INSTRUCTIONS TO FOLLOW
Every record below must be set down again exactly as given.

*** Opening of RAW DATA ***

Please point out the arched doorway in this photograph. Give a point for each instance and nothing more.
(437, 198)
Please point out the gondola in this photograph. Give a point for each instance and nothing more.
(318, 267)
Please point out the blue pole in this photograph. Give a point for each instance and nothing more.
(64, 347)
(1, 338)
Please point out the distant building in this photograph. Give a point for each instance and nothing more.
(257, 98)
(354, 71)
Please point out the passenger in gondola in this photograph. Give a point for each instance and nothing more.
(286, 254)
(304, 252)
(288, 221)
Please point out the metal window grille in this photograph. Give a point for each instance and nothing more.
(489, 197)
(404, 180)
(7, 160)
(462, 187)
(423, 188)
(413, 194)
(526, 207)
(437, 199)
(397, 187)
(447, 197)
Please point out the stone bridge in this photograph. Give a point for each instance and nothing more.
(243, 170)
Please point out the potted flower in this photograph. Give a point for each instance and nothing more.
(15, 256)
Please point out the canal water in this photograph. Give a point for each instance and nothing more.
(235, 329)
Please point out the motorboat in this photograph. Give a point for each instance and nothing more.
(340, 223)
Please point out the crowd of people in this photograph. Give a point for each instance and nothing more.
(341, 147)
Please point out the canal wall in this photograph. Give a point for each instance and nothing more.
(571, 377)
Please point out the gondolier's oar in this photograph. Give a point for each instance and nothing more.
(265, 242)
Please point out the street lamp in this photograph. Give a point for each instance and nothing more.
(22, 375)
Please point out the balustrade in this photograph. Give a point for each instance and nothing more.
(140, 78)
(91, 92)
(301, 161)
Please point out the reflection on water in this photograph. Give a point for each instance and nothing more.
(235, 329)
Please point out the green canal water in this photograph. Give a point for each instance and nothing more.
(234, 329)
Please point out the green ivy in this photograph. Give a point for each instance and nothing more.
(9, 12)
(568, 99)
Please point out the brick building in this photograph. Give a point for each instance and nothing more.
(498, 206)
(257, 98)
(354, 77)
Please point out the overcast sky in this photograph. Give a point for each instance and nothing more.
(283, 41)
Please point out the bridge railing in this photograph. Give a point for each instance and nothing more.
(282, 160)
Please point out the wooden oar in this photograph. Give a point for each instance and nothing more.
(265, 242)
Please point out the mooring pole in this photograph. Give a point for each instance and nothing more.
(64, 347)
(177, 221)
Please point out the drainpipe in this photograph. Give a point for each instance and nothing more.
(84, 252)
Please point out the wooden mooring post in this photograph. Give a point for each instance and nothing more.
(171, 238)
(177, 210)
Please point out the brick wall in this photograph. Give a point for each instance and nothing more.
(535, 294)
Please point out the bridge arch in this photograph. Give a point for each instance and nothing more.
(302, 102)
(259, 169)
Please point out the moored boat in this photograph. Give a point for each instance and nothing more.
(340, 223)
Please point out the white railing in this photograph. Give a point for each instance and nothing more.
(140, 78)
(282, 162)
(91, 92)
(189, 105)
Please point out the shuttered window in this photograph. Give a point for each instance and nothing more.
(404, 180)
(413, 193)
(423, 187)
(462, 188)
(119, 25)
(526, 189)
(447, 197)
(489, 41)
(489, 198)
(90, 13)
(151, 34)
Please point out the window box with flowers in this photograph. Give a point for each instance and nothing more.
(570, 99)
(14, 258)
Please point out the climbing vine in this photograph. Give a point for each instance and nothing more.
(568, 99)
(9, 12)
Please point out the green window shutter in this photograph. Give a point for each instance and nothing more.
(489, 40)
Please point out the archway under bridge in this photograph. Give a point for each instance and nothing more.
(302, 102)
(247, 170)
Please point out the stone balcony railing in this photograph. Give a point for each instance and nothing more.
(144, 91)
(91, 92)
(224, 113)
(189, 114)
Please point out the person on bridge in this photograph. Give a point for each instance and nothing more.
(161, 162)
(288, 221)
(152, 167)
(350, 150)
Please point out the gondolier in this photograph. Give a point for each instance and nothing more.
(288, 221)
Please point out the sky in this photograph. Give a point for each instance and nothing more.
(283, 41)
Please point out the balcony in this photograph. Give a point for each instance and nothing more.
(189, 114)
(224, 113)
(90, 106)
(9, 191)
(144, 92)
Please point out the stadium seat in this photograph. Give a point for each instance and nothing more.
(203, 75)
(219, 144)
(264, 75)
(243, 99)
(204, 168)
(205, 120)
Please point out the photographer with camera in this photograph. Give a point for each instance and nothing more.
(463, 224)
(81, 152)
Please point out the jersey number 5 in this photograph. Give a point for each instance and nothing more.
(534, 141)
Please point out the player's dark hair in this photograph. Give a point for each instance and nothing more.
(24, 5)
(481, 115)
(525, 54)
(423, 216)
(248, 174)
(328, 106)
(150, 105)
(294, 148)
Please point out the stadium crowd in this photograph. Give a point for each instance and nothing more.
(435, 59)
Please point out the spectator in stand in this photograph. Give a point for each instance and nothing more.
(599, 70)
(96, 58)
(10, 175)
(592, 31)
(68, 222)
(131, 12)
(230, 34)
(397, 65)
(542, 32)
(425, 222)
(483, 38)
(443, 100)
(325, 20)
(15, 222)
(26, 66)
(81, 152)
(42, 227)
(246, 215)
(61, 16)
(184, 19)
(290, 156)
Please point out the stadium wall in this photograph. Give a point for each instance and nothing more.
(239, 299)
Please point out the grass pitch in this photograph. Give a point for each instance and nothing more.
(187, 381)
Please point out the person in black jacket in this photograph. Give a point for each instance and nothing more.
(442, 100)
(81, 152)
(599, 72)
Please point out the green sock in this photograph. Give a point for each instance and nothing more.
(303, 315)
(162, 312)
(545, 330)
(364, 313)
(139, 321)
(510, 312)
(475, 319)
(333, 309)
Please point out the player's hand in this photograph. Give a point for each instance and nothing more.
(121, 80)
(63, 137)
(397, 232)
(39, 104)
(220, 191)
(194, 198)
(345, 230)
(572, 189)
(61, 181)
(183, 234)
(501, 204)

*** Close of RAW DATA ***

RESULT FOR THIS TASK
Please point out the arched doorway in this photograph. Give a point for each instance and nothing more.
(437, 198)
Please point out the gondola in this photograph. Give a point for each instance and nothing more.
(318, 267)
Please point out the blue pole in this photograph. Give a point for each instance and nothing more.
(64, 347)
(1, 338)
Please point out the distant building in this photograph. Give a point for each instance and nothing more.
(257, 98)
(354, 71)
Please point out the passenger in gondola in this photograph. Give a point for each instance and nothing more.
(286, 254)
(304, 252)
(288, 221)
Please point out the metal window grille in this photograph. Give a point for each instance and nothing more.
(489, 197)
(404, 180)
(7, 160)
(462, 187)
(423, 188)
(413, 194)
(526, 207)
(437, 199)
(397, 187)
(447, 197)
Please point out the stone bridge in this photograph. Give a point for each instance and nothing more.
(243, 170)
Please point out the potted flower in this photograph. Give a point for each instance and nothing more.
(15, 256)
Please point out the canal water in this photograph. Give a point for each instance and nothing more.
(235, 329)
Please point out the motorboat in this photograph. Give a point for each instance and nothing more.
(340, 223)
Please point out the crowd of people in this photograph. Give a point for each instance and nothing more.
(341, 147)
Please point out the canal wall in this photograph. Give a point for each instance and nothing more.
(571, 377)
Please point out the gondolier's oar in this photograph. Give a point for each instance and nothing more.
(265, 242)
Please point out the street lamp in this photograph. Give a point for each instance and nothing more.
(22, 375)
Please point out the balustrade in this photograph. Give a point for each instance and nothing more.
(140, 78)
(91, 92)
(301, 161)
Please point out the reflection on water in this photograph. Give a point for each instance and nothing more.
(235, 329)
Please point out the green canal water in this photograph. Give a point for each instance and nothing more.
(234, 329)
Please point out the green ivy in this photograph. Give a point for each instance and nothing more.
(9, 12)
(568, 99)
Please point out the brick building in this photograph. Give a point for each instance and nothing more.
(498, 206)
(257, 98)
(354, 77)
Please point out the overcast sky in this photograph. Give a point for each instance and nothing more.
(283, 41)
Please point out the bridge railing in this photograph. Give a point for each instance and nothing more.
(282, 160)
Please point out the wooden oar in this photograph. Give a point for each instance and nothing more.
(265, 242)
Please point out the mooring pole in this photograph. Give a point for each instance and nothing more.
(64, 347)
(177, 221)
Please point out the drainpipe in this photograph. Give a point for each instance and nothing more.
(84, 252)
Please point out the wooden mooring post in this photograph. Give a point for each instance and nothing more.
(171, 238)
(177, 210)
Please point out the brick wall in this photograph. Give a point for each instance and nothing more.
(535, 294)
Please point out the bridge arch in this photograph. Give a point for each instance and nothing more.
(302, 102)
(259, 169)
Please point out the moored boat in this photograph. Give a point for each instance and nothing more.
(340, 223)
Please point out the white railing in this photograph. Give a point for each instance and nothing more.
(140, 78)
(282, 162)
(91, 92)
(189, 105)
Please point out the shuttered window in this photograph. Give a point for each instance and nothing more.
(404, 180)
(413, 193)
(423, 187)
(462, 188)
(119, 25)
(526, 189)
(447, 197)
(489, 41)
(489, 198)
(90, 13)
(151, 34)
Please point out the window box with flowers in this photograph. Give a point for each instance and nothing more.
(570, 99)
(14, 258)
Please point out the climbing vine in this photograph. Give a point for each instance and nothing more.
(568, 99)
(9, 12)
Please point out the green window shutter in this photograph. Give a point for each instance and nothing more.
(489, 40)
Please point out the archway under bridge in this photograph. Give a point for each instance and nothing more.
(302, 102)
(247, 170)
Please point out the stone balcony railing in this photograph. Give a point for each instance and nothing more.
(144, 91)
(91, 92)
(224, 113)
(189, 114)
Please point out the person on bridge in this photograph. Give a point for each instance and nothing more.
(161, 162)
(288, 221)
(152, 167)
(350, 150)
Please point out the gondolier in this photograph. Give a point for each instance and nothing more.
(288, 221)
Please point out the sky in this photograph. Give a point for each instance and nothing more.
(283, 41)
Please point out the balcony in this photograph. Give a point for each instance and nothing more.
(189, 114)
(224, 113)
(90, 106)
(9, 191)
(144, 92)
Please point out the stadium seat in this photograph. Give a point for each instance and nothing more.
(203, 75)
(219, 144)
(264, 75)
(243, 99)
(204, 168)
(205, 120)
Please point out the photographer with camera in this photograph. Give a point for each instance and nothing more.
(463, 224)
(81, 152)
Please point out the jersey number 5 in this photograph. Give a point for each instance and nothing more.
(534, 141)
Please point out the player's dark hair in this photograph. Give a point for each instance and nothing more.
(24, 5)
(481, 115)
(525, 54)
(423, 216)
(248, 174)
(328, 106)
(150, 105)
(294, 148)
Please point out the stadium crowd in this photograph. Give a point for each instance and nothing more.
(435, 59)
Please point out the spectator in stand in this photograph. Give a point for each instance and nothing more.
(599, 70)
(96, 58)
(10, 175)
(592, 31)
(68, 222)
(131, 12)
(230, 34)
(397, 65)
(542, 32)
(425, 222)
(483, 38)
(443, 100)
(325, 20)
(15, 222)
(26, 66)
(81, 152)
(42, 227)
(246, 215)
(61, 16)
(184, 19)
(290, 156)
Please point out the stadium wall in this photograph. Give a point for each instance and nothing more.
(239, 299)
Please point out the grass pitch in this photograph. Give a point for each instance and nothing more.
(187, 381)
Please point out the person in black jacket in this photograph. Give a point for each instance and nothing more.
(442, 100)
(81, 152)
(599, 72)
Please point out the green sock in this photograph. Give a point for each instance and nothing more.
(303, 315)
(162, 312)
(545, 330)
(364, 313)
(139, 321)
(510, 312)
(475, 319)
(333, 309)
Please point out the player's hand in this photograph. Give a point for each instance and nothing more.
(121, 80)
(63, 137)
(397, 232)
(39, 104)
(220, 191)
(194, 198)
(345, 230)
(572, 189)
(61, 181)
(183, 234)
(501, 204)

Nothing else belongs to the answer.